▶ **INSTRUCTIONS TO FOLLOW**
Reproduce the records below in their entirety, character for character.

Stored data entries
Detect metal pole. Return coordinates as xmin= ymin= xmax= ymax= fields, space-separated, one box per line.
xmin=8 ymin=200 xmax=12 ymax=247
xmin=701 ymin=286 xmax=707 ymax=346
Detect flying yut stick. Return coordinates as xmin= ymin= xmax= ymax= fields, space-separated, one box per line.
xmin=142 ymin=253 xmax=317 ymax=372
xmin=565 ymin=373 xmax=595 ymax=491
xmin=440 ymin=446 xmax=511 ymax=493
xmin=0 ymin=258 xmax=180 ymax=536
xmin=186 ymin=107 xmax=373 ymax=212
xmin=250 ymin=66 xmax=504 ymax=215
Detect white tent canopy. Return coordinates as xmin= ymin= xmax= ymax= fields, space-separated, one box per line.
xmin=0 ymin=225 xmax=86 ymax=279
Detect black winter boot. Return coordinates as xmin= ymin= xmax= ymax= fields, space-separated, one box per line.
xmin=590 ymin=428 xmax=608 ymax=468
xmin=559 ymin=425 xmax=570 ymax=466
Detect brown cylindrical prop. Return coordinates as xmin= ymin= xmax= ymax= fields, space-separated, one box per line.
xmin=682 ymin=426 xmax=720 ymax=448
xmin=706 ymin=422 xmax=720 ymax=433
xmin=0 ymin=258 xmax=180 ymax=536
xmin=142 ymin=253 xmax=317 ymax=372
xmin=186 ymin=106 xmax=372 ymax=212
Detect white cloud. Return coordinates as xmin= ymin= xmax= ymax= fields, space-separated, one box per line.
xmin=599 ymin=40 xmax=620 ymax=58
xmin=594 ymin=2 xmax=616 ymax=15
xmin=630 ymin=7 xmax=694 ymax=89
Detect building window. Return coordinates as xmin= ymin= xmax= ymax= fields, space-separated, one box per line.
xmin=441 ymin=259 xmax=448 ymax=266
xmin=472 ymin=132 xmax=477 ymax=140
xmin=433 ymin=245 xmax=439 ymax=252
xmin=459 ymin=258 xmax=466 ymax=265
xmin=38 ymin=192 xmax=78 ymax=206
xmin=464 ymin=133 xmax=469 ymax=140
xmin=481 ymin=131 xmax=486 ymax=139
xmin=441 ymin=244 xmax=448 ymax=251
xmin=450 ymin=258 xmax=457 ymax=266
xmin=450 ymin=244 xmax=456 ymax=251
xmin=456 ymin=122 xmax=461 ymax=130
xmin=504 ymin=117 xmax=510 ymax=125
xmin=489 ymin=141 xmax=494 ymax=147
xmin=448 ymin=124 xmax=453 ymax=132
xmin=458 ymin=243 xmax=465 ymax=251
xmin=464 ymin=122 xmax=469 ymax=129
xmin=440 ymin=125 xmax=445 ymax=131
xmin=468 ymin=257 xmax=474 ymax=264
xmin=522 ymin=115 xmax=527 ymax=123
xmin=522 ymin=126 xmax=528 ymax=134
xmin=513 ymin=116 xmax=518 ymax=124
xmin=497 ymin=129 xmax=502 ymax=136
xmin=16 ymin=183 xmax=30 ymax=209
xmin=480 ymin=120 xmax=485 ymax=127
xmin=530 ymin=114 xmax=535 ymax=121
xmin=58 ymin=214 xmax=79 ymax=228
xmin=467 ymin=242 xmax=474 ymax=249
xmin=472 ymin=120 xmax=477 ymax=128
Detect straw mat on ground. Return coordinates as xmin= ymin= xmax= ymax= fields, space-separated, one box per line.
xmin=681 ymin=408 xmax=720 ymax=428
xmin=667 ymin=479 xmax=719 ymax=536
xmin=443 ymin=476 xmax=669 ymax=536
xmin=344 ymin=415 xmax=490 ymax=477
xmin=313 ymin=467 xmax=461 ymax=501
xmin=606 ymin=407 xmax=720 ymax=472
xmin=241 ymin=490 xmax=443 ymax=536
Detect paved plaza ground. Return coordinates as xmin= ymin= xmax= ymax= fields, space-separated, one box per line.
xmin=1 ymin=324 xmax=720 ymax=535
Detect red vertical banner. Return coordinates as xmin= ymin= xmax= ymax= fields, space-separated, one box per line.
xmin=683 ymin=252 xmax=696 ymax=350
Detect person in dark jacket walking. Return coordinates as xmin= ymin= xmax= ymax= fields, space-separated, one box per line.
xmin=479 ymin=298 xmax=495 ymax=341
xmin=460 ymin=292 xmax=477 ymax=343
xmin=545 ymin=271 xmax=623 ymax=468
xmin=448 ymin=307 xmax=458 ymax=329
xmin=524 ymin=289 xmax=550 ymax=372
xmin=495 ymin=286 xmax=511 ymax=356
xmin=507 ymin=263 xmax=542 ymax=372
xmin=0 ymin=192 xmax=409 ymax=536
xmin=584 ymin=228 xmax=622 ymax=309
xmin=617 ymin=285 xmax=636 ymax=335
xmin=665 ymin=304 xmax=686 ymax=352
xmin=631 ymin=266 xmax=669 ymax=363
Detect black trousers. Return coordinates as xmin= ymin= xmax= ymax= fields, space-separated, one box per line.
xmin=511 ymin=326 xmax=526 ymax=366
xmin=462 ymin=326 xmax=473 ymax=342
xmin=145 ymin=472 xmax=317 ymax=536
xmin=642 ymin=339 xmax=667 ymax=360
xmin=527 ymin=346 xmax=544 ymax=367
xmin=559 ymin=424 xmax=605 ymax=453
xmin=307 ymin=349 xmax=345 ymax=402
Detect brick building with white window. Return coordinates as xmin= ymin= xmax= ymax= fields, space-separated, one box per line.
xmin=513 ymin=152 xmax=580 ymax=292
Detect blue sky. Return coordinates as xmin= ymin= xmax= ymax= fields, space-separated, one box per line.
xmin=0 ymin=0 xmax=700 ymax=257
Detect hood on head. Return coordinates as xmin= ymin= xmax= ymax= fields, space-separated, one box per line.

▶ **THE COMPLETED TASK**
Detect metal pole. Return coordinates as xmin= ymin= xmax= ymax= fields, space-separated, one box per line.
xmin=8 ymin=200 xmax=12 ymax=247
xmin=701 ymin=286 xmax=707 ymax=346
Detect flying yut stick. Return coordinates as xmin= ymin= xmax= ymax= fields, space-separated, one box per line.
xmin=142 ymin=253 xmax=317 ymax=372
xmin=565 ymin=373 xmax=595 ymax=491
xmin=440 ymin=446 xmax=511 ymax=493
xmin=0 ymin=258 xmax=180 ymax=536
xmin=186 ymin=107 xmax=373 ymax=212
xmin=250 ymin=66 xmax=504 ymax=215
Detect white tent canopy. Return coordinates as xmin= ymin= xmax= ymax= fields, space-separated, one box per line.
xmin=0 ymin=225 xmax=86 ymax=279
Detect black winter boot. Return coordinates as xmin= ymin= xmax= ymax= fields, space-separated, one box per line.
xmin=590 ymin=428 xmax=608 ymax=468
xmin=559 ymin=425 xmax=570 ymax=466
Detect brown cylindrical prop. Return coordinates as xmin= ymin= xmax= ymax= fields, space-separated, one box per line.
xmin=682 ymin=426 xmax=720 ymax=448
xmin=706 ymin=422 xmax=720 ymax=433
xmin=0 ymin=258 xmax=180 ymax=536
xmin=142 ymin=253 xmax=317 ymax=372
xmin=186 ymin=106 xmax=372 ymax=212
Detect white cloud. Return coordinates as xmin= ymin= xmax= ymax= fields, space-separated, one box per line.
xmin=599 ymin=40 xmax=620 ymax=58
xmin=594 ymin=2 xmax=616 ymax=15
xmin=630 ymin=7 xmax=694 ymax=89
Detect building window. Return coordinates as xmin= ymin= xmax= ymax= fields, space-separated, one box per line.
xmin=441 ymin=259 xmax=448 ymax=266
xmin=472 ymin=132 xmax=477 ymax=140
xmin=433 ymin=245 xmax=439 ymax=252
xmin=459 ymin=258 xmax=466 ymax=265
xmin=38 ymin=192 xmax=78 ymax=206
xmin=464 ymin=133 xmax=469 ymax=140
xmin=481 ymin=131 xmax=486 ymax=139
xmin=441 ymin=244 xmax=448 ymax=251
xmin=450 ymin=258 xmax=457 ymax=266
xmin=450 ymin=244 xmax=456 ymax=251
xmin=456 ymin=122 xmax=461 ymax=130
xmin=504 ymin=117 xmax=510 ymax=125
xmin=489 ymin=141 xmax=494 ymax=147
xmin=448 ymin=124 xmax=453 ymax=132
xmin=458 ymin=243 xmax=465 ymax=251
xmin=464 ymin=122 xmax=469 ymax=129
xmin=440 ymin=125 xmax=445 ymax=131
xmin=468 ymin=257 xmax=474 ymax=264
xmin=522 ymin=115 xmax=527 ymax=123
xmin=522 ymin=126 xmax=528 ymax=134
xmin=513 ymin=116 xmax=518 ymax=124
xmin=497 ymin=129 xmax=502 ymax=136
xmin=16 ymin=183 xmax=30 ymax=209
xmin=480 ymin=120 xmax=485 ymax=127
xmin=530 ymin=114 xmax=535 ymax=121
xmin=58 ymin=214 xmax=79 ymax=228
xmin=467 ymin=242 xmax=474 ymax=249
xmin=472 ymin=120 xmax=477 ymax=128
Detect straw mat on ground. Return coordinates as xmin= ymin= xmax= ymax= fields, space-separated, one box per line.
xmin=681 ymin=408 xmax=720 ymax=428
xmin=667 ymin=479 xmax=719 ymax=536
xmin=443 ymin=476 xmax=669 ymax=536
xmin=344 ymin=415 xmax=490 ymax=477
xmin=313 ymin=467 xmax=461 ymax=501
xmin=606 ymin=407 xmax=720 ymax=472
xmin=241 ymin=490 xmax=443 ymax=536
Detect paved plaza ground. Return coordinates as xmin= ymin= xmax= ymax= fields, space-separated, one box per line.
xmin=1 ymin=324 xmax=720 ymax=535
Detect red vertical banner. Return coordinates as xmin= ymin= xmax= ymax= fields, space-separated, one box per line.
xmin=683 ymin=252 xmax=696 ymax=350
Detect person in dark jacket walking. Return coordinates as xmin= ymin= xmax= ymax= fields, space-separated, one box per line.
xmin=479 ymin=298 xmax=495 ymax=341
xmin=460 ymin=292 xmax=477 ymax=343
xmin=545 ymin=271 xmax=623 ymax=468
xmin=448 ymin=307 xmax=458 ymax=329
xmin=524 ymin=289 xmax=550 ymax=372
xmin=495 ymin=286 xmax=511 ymax=356
xmin=507 ymin=263 xmax=542 ymax=372
xmin=0 ymin=192 xmax=409 ymax=536
xmin=584 ymin=228 xmax=622 ymax=309
xmin=617 ymin=285 xmax=636 ymax=335
xmin=665 ymin=304 xmax=686 ymax=352
xmin=631 ymin=266 xmax=669 ymax=363
Detect black trousers. Return coordinates as xmin= ymin= xmax= ymax= fields, space-separated, one box per line.
xmin=511 ymin=326 xmax=526 ymax=366
xmin=462 ymin=326 xmax=473 ymax=342
xmin=145 ymin=472 xmax=317 ymax=536
xmin=642 ymin=339 xmax=667 ymax=360
xmin=527 ymin=346 xmax=544 ymax=367
xmin=559 ymin=424 xmax=605 ymax=453
xmin=307 ymin=349 xmax=345 ymax=402
Detect brick building with white window. Return coordinates as xmin= ymin= xmax= ymax= fields, space-separated, one box per line.
xmin=513 ymin=152 xmax=580 ymax=292
Detect blue sky. Return coordinates as xmin= ymin= xmax= ymax= fields, space-separated, one box per line.
xmin=0 ymin=0 xmax=700 ymax=257
Detect hood on head. Return coordinates as xmin= ymin= xmax= ymax= fields, space-separated, one box per line.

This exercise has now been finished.